===== DATA EXCERPTS
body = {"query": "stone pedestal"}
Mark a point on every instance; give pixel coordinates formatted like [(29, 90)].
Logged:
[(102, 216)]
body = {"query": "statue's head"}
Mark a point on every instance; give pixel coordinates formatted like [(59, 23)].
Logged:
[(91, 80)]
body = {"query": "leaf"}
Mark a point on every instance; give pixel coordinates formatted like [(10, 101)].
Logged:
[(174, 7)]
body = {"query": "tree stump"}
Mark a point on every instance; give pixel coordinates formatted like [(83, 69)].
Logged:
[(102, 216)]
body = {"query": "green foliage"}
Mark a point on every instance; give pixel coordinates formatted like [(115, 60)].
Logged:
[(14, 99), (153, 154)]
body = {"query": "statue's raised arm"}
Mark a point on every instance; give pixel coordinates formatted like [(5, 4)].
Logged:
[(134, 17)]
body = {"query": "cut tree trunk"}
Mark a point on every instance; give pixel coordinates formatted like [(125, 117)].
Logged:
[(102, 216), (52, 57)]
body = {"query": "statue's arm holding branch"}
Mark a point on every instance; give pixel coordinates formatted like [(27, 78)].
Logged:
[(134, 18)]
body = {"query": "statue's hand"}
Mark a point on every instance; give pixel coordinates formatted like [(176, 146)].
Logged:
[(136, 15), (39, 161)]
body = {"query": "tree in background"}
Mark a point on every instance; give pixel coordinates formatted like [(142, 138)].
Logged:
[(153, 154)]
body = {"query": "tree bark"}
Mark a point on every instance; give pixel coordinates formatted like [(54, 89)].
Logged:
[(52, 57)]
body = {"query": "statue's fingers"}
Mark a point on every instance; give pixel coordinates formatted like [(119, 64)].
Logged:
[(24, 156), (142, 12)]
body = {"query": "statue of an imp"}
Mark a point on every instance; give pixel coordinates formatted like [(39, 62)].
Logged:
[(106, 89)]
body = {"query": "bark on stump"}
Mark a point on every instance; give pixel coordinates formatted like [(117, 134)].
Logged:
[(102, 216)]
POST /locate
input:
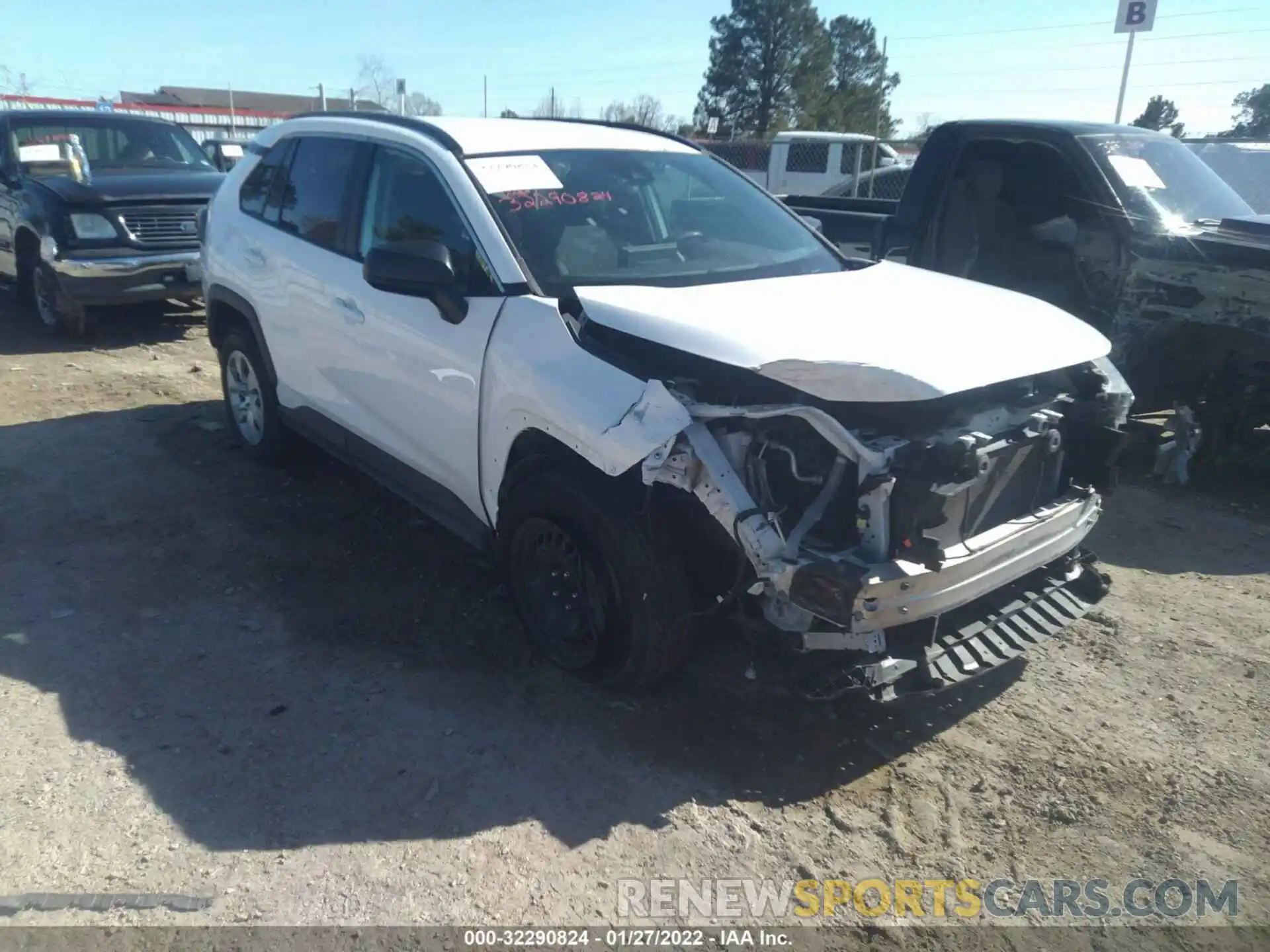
==========
> WHAT THE EXERCISE ASKS
With pictures excluded, the data must be transcribed in full and to the letter.

> TASK RESPONSE
body = {"query": "stone pedestal"}
Mark a point on every instance; give pixel coordinates formatted like [(29, 90)].
Logged:
[(102, 216)]
body = {"query": "statue's head"}
Mark a point on every instance; give pixel coordinates formatted like [(59, 23)].
Logged:
[(91, 80)]
body = {"query": "leaf"}
Mark a point on every instance; give pixel coordinates formatted like [(10, 101)].
Logged:
[(174, 7)]
body = {"query": "tree stump"}
Mark a point on every instance; give pixel coordinates formatted like [(83, 69)].
Logged:
[(102, 216)]
body = {"query": "green foliage"}
Mark a point on every instance; give pixel coordinates formatted like [(115, 60)].
Logged:
[(14, 99), (153, 154)]
body = {"query": "statue's raised arm"}
Mark a point on every instance; give pixel coordinates formatted like [(5, 4)].
Logged:
[(134, 17)]
body = {"query": "cut tree trunk"}
Mark a point on every instance; give pixel coordinates formatted like [(125, 117)].
Logged:
[(102, 216), (52, 57)]
body = {"query": "statue's arm holding branch"}
Mark a point on every instance; give pixel coordinates formatted like [(27, 78)].
Logged:
[(134, 18)]
body = {"query": "statue's hand"}
Mark a point on every instance; give pixel coordinates formatted like [(176, 146)].
Logged:
[(136, 15), (39, 161)]
body = {"query": "tree in background"}
Mark a point on every instance; give pixel coordinates formatted like [(142, 138)].
Logged:
[(153, 154)]
body = {"query": "tree bark"}
Mark a point on every instance; give pixel coordinates formatted like [(54, 89)].
Logged:
[(52, 57)]
body = {"query": "statue's fingers"}
Mark a point on every instance; give pixel coordinates formatted like [(119, 64)].
Logged:
[(24, 156), (142, 12)]
body = {"query": "statue of an imp"}
Mark a point on every instance; give pixel coordinates formatted like [(39, 62)].
Logged:
[(106, 89)]
body = {"query": "bark on stump"}
Mark a point on every instance; give pixel coordinates formatted like [(117, 134)].
Logged:
[(102, 216)]
POST /locate
input:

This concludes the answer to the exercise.